Given instruction | Copy the data below verbatim, from its first line through the line containing "236], [160, 232]]", both ends included.

--- start ---

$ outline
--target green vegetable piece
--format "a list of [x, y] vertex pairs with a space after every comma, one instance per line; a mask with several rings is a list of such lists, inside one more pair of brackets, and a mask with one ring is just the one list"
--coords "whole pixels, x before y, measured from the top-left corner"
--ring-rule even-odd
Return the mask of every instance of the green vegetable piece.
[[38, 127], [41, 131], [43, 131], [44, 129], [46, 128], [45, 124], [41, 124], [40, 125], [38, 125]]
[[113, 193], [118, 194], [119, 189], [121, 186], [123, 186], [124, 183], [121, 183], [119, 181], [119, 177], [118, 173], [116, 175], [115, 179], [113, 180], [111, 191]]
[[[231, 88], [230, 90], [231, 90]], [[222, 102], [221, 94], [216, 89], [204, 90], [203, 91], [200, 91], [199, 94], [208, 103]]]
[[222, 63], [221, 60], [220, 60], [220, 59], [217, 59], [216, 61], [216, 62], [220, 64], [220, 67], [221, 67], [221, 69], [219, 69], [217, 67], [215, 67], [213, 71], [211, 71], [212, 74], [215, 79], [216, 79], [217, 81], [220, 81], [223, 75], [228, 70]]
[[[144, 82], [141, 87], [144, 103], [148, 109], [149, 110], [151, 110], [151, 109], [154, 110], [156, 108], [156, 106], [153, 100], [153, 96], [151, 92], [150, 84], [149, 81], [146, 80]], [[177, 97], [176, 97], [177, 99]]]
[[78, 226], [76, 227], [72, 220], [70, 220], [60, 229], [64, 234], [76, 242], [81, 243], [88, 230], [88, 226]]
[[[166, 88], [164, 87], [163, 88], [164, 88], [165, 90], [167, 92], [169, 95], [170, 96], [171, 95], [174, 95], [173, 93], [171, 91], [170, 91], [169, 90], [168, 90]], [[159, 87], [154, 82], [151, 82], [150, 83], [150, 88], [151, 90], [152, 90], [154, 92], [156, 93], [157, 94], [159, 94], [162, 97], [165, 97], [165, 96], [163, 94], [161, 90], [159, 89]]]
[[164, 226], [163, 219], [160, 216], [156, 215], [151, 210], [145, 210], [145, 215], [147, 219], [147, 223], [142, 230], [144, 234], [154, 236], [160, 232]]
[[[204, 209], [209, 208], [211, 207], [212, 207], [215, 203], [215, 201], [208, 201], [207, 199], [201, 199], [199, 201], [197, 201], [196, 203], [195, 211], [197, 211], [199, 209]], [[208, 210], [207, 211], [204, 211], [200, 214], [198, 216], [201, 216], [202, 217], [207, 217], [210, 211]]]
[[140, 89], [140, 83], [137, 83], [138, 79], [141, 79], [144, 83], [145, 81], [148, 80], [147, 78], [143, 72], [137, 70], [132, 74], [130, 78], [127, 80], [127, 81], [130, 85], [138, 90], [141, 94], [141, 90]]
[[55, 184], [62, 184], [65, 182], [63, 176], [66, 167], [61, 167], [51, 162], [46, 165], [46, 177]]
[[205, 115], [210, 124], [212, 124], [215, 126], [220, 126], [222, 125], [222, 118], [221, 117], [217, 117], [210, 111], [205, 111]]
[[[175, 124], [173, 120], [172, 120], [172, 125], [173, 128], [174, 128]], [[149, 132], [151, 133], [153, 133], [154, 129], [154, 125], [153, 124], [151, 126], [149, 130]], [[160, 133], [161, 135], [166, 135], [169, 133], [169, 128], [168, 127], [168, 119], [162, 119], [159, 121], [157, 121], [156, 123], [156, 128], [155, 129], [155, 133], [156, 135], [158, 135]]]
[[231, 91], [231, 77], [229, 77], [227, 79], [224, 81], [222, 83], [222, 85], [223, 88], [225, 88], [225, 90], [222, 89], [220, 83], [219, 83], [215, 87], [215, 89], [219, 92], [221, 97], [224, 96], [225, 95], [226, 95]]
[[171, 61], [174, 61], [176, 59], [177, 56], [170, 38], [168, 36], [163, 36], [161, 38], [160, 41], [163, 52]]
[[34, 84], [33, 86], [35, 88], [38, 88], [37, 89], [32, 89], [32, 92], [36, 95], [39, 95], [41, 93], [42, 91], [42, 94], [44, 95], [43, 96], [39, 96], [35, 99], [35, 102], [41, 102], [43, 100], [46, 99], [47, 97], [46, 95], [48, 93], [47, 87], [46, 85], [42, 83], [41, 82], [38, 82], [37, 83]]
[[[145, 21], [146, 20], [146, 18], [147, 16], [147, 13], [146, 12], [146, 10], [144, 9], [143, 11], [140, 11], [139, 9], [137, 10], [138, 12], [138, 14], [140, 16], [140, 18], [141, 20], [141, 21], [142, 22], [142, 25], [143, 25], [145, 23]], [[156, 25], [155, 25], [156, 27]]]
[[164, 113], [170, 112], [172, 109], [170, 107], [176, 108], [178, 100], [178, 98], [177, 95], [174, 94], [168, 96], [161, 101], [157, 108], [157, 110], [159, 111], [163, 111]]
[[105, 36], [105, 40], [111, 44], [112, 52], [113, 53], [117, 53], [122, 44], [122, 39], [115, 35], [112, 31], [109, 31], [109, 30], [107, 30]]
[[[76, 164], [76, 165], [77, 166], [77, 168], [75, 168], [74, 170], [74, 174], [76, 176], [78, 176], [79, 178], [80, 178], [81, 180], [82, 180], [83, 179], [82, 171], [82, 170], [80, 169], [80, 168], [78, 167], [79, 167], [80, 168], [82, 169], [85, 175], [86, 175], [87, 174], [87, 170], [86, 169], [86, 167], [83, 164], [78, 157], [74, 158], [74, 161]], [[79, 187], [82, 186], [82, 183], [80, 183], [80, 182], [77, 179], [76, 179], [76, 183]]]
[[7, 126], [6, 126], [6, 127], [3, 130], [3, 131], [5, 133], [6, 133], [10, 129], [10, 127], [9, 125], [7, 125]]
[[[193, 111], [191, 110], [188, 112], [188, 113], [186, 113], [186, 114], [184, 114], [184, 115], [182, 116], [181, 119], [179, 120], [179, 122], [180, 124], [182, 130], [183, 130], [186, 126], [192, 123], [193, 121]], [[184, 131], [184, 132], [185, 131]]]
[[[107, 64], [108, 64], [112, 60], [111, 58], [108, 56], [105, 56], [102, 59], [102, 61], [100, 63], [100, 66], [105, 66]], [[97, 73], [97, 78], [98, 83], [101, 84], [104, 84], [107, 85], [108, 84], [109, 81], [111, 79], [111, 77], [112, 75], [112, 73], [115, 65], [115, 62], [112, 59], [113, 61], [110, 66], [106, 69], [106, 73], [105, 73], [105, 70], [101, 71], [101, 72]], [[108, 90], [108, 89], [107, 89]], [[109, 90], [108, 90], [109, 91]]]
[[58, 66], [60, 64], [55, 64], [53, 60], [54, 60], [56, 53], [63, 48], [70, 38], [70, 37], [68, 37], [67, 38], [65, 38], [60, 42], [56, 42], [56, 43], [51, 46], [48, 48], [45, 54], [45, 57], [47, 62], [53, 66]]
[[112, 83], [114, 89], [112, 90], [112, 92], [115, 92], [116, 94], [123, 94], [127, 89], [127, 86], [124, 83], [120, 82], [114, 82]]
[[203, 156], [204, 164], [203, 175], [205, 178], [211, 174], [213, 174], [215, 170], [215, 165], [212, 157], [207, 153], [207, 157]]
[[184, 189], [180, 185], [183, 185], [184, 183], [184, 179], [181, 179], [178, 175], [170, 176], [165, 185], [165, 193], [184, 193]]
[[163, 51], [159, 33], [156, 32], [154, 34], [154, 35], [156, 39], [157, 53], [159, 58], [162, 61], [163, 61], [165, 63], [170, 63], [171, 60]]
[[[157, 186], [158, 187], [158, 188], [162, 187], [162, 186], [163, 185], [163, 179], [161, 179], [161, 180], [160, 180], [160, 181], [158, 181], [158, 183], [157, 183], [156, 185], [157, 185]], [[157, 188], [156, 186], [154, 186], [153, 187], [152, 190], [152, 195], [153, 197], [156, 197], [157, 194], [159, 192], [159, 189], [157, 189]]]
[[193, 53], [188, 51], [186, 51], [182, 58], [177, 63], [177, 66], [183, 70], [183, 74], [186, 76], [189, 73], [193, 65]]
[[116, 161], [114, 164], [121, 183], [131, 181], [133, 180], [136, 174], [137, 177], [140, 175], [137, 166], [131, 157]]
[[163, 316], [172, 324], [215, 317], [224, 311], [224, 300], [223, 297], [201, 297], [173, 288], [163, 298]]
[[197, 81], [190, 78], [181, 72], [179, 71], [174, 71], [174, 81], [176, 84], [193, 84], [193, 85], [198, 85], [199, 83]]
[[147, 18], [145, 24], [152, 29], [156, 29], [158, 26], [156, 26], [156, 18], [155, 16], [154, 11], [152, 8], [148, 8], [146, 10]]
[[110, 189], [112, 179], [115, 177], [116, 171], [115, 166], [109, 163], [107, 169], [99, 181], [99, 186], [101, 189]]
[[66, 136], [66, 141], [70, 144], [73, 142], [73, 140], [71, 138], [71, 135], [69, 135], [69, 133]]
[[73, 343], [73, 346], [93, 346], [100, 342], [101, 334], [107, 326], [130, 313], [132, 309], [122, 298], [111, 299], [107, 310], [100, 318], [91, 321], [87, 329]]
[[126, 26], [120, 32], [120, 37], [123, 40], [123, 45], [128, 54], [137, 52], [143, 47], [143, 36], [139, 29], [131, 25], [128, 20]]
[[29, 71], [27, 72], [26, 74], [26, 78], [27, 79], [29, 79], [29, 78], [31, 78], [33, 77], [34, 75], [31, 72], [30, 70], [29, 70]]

--- end ---

Written response |
$ outline
--target green vegetable piece
--format "a list of [x, y] vertex pairs with a space after every comma, one instance per line; a mask with several rings is a list of such lists, inside one more pair of brackets, and a mask with one ring is just the one list"
--coords "whole pixels, x before y, measured from the top-left corner"
--ring-rule even-odd
Return the mask of every instance of the green vegetable piece.
[[38, 127], [41, 131], [43, 131], [44, 129], [46, 128], [45, 124], [41, 124], [40, 125], [38, 125]]
[[113, 193], [118, 194], [119, 189], [121, 186], [123, 186], [124, 183], [121, 183], [119, 181], [119, 177], [118, 173], [116, 175], [115, 179], [113, 180], [111, 191]]
[[[231, 88], [230, 90], [231, 90]], [[222, 102], [221, 94], [216, 89], [204, 90], [203, 91], [200, 91], [199, 94], [208, 103]]]
[[222, 63], [221, 60], [220, 60], [220, 59], [217, 59], [216, 61], [216, 62], [220, 64], [220, 67], [221, 67], [221, 69], [219, 69], [217, 67], [215, 67], [213, 71], [211, 71], [212, 74], [215, 79], [216, 79], [217, 81], [220, 81], [223, 75], [228, 70]]
[[[144, 82], [141, 87], [144, 103], [148, 109], [149, 110], [151, 110], [151, 109], [154, 110], [156, 108], [156, 106], [153, 100], [153, 96], [151, 92], [150, 84], [149, 81], [146, 80]], [[177, 97], [176, 97], [177, 99]]]
[[78, 226], [76, 227], [72, 220], [70, 220], [60, 229], [64, 234], [76, 242], [81, 243], [88, 230], [88, 226]]
[[[166, 88], [164, 87], [163, 88], [164, 88], [165, 90], [167, 92], [169, 95], [170, 96], [171, 95], [174, 95], [173, 93], [171, 91], [170, 91], [169, 90], [168, 90]], [[159, 87], [154, 82], [151, 82], [150, 83], [150, 88], [151, 90], [152, 90], [154, 92], [156, 93], [157, 94], [159, 94], [162, 97], [165, 97], [165, 96], [163, 94], [161, 90], [159, 89]]]
[[164, 226], [163, 219], [160, 216], [156, 215], [151, 210], [145, 210], [145, 215], [147, 219], [147, 223], [142, 230], [144, 234], [154, 236], [160, 232]]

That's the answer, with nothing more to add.